What is asked:
• 1. From the CPU core-count post below, extract the passage that begins at the words "It seems that" and ends after "for new games.", copying it word for word.
• 2. Write a continuation of the CPU core-count post below, picking up after its final sentence.

Provided text:
=====

Many here are compulsive upgraders so will upgrade within two years,so they don't want things to last 5 years. You see the same with VRAM also.

I still remember all the people even two to three years ago saying a Core i5 7600K was a better buy than a Ryzen 5 due to faster cores. Now nobody thinks that. The same lot who said a Core i5 10600K is a better buy than a Ryzen 7 3700X. Or the people who said a Core i7 6700K was a better buy than a Core i7 5820K.

Even going back further experts here were saying an E8400 was a better buy than a Q6600 as the latter had slower cores,yet again it didn't work out longtime. Yet all the defenders ran away by that point! ;)

It seems that way for the next 12 months.

However I wouldn't make that assumption for the next 18 months to 2 years (or longer). At this time devs will be learning to push next-gen consoles and XBO/PS4 will no longer be a targeted platform for new games.

If you like to hang on to your build for 5-6 years then I would be wary of 6 core.

=====

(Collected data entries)
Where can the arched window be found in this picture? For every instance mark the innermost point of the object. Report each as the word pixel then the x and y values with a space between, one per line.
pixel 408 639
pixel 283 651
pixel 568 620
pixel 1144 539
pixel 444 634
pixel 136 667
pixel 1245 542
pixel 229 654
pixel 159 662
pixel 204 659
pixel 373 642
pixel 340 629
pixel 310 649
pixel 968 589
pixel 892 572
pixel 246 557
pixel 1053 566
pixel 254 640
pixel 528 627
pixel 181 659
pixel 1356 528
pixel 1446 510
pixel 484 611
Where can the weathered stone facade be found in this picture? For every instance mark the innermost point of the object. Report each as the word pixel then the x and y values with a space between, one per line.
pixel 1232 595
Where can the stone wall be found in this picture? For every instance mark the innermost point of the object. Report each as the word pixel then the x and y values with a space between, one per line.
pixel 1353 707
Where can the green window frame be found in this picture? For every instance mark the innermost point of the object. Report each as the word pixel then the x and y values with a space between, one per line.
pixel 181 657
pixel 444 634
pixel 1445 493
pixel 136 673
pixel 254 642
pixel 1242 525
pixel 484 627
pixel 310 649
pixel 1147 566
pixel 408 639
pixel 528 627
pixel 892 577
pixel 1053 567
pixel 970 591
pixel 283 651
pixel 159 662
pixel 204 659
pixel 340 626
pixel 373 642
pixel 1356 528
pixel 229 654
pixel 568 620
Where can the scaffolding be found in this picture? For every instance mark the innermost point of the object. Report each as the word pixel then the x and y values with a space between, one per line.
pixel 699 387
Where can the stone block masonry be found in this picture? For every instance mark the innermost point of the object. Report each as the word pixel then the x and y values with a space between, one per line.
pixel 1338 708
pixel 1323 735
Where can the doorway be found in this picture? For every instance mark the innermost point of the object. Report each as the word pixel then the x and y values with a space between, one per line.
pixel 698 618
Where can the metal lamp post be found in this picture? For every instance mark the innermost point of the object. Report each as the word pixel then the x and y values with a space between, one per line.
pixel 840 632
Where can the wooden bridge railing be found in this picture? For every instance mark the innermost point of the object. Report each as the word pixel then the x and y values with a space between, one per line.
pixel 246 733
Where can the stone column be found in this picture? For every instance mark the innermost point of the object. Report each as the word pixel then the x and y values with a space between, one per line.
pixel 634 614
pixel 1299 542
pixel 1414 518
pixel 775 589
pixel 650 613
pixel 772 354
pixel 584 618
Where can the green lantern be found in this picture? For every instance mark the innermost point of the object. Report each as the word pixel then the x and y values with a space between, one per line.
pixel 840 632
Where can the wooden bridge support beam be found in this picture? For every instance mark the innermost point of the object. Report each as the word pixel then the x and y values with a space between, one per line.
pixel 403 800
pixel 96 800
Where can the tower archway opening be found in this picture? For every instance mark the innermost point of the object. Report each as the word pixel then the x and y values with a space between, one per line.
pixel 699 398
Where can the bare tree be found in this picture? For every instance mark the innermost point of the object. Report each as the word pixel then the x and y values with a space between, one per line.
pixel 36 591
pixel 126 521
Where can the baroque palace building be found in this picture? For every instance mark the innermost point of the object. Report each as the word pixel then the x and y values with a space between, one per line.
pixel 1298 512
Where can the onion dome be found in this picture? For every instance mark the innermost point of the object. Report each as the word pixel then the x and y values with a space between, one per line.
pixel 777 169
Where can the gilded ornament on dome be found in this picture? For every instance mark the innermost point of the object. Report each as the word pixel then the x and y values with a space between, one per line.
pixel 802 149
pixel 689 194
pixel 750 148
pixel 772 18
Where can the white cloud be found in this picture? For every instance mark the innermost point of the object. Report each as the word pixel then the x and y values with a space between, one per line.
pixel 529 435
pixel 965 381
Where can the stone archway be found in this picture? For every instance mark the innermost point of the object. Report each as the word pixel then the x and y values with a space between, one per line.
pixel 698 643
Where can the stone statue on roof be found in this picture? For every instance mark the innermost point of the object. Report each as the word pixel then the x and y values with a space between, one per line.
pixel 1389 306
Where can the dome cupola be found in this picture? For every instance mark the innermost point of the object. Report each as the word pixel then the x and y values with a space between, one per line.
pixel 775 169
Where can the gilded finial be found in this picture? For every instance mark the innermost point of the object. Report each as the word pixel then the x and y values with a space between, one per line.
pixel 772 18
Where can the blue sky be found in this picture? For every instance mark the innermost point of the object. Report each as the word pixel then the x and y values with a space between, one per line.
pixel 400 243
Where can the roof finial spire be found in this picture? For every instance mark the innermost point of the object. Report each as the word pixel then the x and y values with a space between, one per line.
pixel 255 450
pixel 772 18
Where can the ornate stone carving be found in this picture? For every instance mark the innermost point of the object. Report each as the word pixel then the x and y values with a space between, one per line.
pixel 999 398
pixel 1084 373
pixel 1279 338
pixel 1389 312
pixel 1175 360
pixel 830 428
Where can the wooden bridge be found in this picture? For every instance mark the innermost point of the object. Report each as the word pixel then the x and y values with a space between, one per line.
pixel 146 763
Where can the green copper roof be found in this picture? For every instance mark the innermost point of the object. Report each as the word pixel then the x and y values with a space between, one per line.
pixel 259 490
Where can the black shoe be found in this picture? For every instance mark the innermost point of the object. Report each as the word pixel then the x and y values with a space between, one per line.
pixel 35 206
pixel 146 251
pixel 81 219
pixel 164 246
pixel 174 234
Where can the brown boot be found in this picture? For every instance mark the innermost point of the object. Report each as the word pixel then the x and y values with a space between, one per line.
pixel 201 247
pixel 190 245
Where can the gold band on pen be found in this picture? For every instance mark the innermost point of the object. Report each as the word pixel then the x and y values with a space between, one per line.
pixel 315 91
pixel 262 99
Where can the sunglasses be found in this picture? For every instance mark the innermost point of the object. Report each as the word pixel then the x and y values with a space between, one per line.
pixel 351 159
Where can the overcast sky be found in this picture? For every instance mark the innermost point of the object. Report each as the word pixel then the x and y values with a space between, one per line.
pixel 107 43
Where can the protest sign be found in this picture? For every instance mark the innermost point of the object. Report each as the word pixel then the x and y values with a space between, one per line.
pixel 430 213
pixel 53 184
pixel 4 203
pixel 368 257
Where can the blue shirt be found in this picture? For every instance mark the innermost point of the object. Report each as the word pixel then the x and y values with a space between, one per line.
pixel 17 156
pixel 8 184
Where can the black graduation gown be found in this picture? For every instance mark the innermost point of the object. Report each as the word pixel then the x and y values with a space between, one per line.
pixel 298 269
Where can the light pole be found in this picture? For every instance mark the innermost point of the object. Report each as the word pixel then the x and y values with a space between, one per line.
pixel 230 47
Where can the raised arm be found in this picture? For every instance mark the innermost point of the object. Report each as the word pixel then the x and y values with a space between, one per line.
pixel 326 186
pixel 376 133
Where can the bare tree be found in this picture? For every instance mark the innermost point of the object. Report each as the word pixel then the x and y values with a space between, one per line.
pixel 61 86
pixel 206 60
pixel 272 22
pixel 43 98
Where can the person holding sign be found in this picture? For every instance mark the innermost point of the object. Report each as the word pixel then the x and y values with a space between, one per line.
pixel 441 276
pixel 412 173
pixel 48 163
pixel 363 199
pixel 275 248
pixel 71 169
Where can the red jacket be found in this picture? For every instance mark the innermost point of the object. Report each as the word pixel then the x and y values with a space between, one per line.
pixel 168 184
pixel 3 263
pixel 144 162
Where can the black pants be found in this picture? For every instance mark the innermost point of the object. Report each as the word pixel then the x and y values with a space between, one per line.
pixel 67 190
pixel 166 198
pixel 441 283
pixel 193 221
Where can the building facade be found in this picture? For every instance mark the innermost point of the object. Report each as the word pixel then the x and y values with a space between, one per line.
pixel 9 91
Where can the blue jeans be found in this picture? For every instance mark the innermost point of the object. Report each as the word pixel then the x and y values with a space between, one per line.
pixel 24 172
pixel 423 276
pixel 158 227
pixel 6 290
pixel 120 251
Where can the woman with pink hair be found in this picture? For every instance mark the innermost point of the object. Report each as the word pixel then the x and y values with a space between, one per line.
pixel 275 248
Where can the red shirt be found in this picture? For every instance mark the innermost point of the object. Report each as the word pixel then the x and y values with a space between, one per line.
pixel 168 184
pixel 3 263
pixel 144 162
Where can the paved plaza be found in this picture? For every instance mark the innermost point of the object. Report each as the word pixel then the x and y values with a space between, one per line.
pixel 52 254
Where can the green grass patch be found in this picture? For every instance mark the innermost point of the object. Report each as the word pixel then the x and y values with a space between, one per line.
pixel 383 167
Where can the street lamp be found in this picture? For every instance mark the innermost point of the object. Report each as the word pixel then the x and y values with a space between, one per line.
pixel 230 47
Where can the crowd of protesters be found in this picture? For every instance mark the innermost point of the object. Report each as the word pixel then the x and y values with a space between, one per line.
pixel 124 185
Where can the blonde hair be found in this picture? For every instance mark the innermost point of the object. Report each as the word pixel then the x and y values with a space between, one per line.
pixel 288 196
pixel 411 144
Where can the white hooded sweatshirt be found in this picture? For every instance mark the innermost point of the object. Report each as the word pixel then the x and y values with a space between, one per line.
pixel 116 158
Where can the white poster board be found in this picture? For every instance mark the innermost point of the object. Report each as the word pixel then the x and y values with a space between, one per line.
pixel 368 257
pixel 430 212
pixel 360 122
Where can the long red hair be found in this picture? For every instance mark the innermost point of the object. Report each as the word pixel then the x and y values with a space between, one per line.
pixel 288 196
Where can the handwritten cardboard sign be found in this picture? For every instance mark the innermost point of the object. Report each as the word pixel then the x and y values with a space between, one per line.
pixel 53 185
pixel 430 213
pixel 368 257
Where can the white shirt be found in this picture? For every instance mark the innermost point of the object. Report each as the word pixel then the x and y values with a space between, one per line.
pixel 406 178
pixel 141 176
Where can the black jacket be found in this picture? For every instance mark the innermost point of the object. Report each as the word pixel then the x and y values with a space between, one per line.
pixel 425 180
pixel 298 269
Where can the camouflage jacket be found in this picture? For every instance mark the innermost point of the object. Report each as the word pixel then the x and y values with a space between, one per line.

=====

Written responses:
• 1.
It seems that way for the next 12 months.

However I wouldn't make that assumption for the next 18 months to 2 years (or longer). At this time devs will be learning to push next-gen consoles and XBO/PS4 will no longer be a targeted platform for new games.

• 2.
For just the next 12 months only, and then upgrading again next year, 6 core might be OK for purely gaming context.

You should watch the videos from Techdeals and Tech YES City WRT to this.

Basically they said people with older 6 core CPUs,will essentially get a longer lifespan,than someone jumping on now as they already have use of them for a few years. Because in the end,as seen with the Core i5 7600K,no amount of single threaded performance will make up for a lack of threads. So at point it won't matter what 6C CPU you have,it will become threaded limited.

The same as what happened to dual cores,and the same as what happened to quad cores.

People don't understand you have essentially two types of engines - ones made for an earlier era,which only use 3~4 threads,and those which are truly multi-threaded and show scaling to easily double the core count or more.

Remember,when Zen4 comes out and Intel moves to newer nodes,we will see 6C CPUs pushed right down the stack within the next two years.

Just as a 4C/8T CPU is budget £100 level,so will 6C/12T within the immediate future.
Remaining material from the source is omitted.